* [Provided passage]
She's as vain as me, she loves to be dressed up in clothes, with her hair tied up in diff colours of ribbons everyday, in diff styles.
She's the main distraction,with that extremely adorable face of hers, the one to be blamed whenever i cant concentrate on my revisions, always running off to play with her.
She's the one whom i tease with all sorts of names, lil princess, our baby, the spoiled brat, chubby,to whatever names i can associate with chubby and cuteness. cause she's all that.
She's the one that won a beauty pageant contest and was featured in the Star Newspaper.
She's the apple of the eye, the main joy giver at home, never fails to cheer me up whenever im down, just by looking at her, the way she sleeps, with her tongue always sticking out, her groggy face, just by talking to her, telling her my secrets, just by having her jump up and greet me.
Like a baby, despite having her for 7 years already, each and everyday, she never fails to amuse us with something new.
She's the epitome of cute, how i see her in everything cute stuff i see, how it reminded me of her.
She's friggin smart, she does high fives and tens, she shakes hands,all that we've trained her ever since she was a puppy. She's even trained on her toilet habits.
She loves to hear me read aloud, she loves the sound of the piano and guitar .
Superbly Cute and pretty is an understatement for her.
She's the centre of attention whenever visitors come to my house.
Everybody loves her, even ppl whose afraid of dogs.
She's not a dog in our family. she's a family member, our youngest member in the family.

* [Work order] Copy out the passage about the family dog word for word, from start to finish.

* [Exercise data]

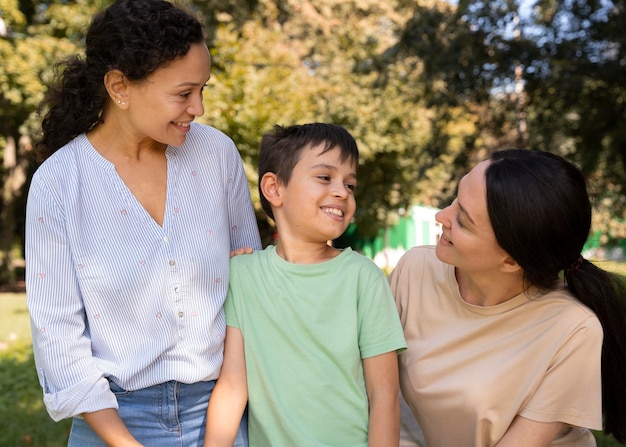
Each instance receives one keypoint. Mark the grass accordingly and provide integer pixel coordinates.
(23, 418)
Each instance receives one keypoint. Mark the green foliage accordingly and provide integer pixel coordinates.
(23, 418)
(427, 88)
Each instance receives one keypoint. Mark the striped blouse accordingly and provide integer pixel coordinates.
(111, 293)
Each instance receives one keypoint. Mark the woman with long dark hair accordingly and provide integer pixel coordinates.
(514, 338)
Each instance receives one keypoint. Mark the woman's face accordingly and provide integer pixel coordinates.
(162, 107)
(467, 240)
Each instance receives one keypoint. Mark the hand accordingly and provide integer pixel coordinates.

* [Answer section]
She's as vain as me, she loves to be dressed up in clothes, with her hair tied up in diff colours of ribbons everyday, in diff styles.
She's the main distraction,with that extremely adorable face of hers, the one to be blamed whenever i cant concentrate on my revisions, always running off to play with her.
She's the one whom i tease with all sorts of names, lil princess, our baby, the spoiled brat, chubby,to whatever names i can associate with chubby and cuteness. cause she's all that.
She's the one that won a beauty pageant contest and was featured in the Star Newspaper.
She's the apple of the eye, the main joy giver at home, never fails to cheer me up whenever im down, just by looking at her, the way she sleeps, with her tongue always sticking out, her groggy face, just by talking to her, telling her my secrets, just by having her jump up and greet me.
Like a baby, despite having her for 7 years already, each and everyday, she never fails to amuse us with something new.
She's the epitome of cute, how i see her in everything cute stuff i see, how it reminded me of her.
She's friggin smart, she does high fives and tens, she shakes hands,all that we've trained her ever since she was a puppy. She's even trained on her toilet habits.
She loves to hear me read aloud, she loves the sound of the piano and guitar .
Superbly Cute and pretty is an understatement for her.
She's the centre of attention whenever visitors come to my house.
Everybody loves her, even ppl whose afraid of dogs.
She's not a dog in our family. she's a family member, our youngest member in the family.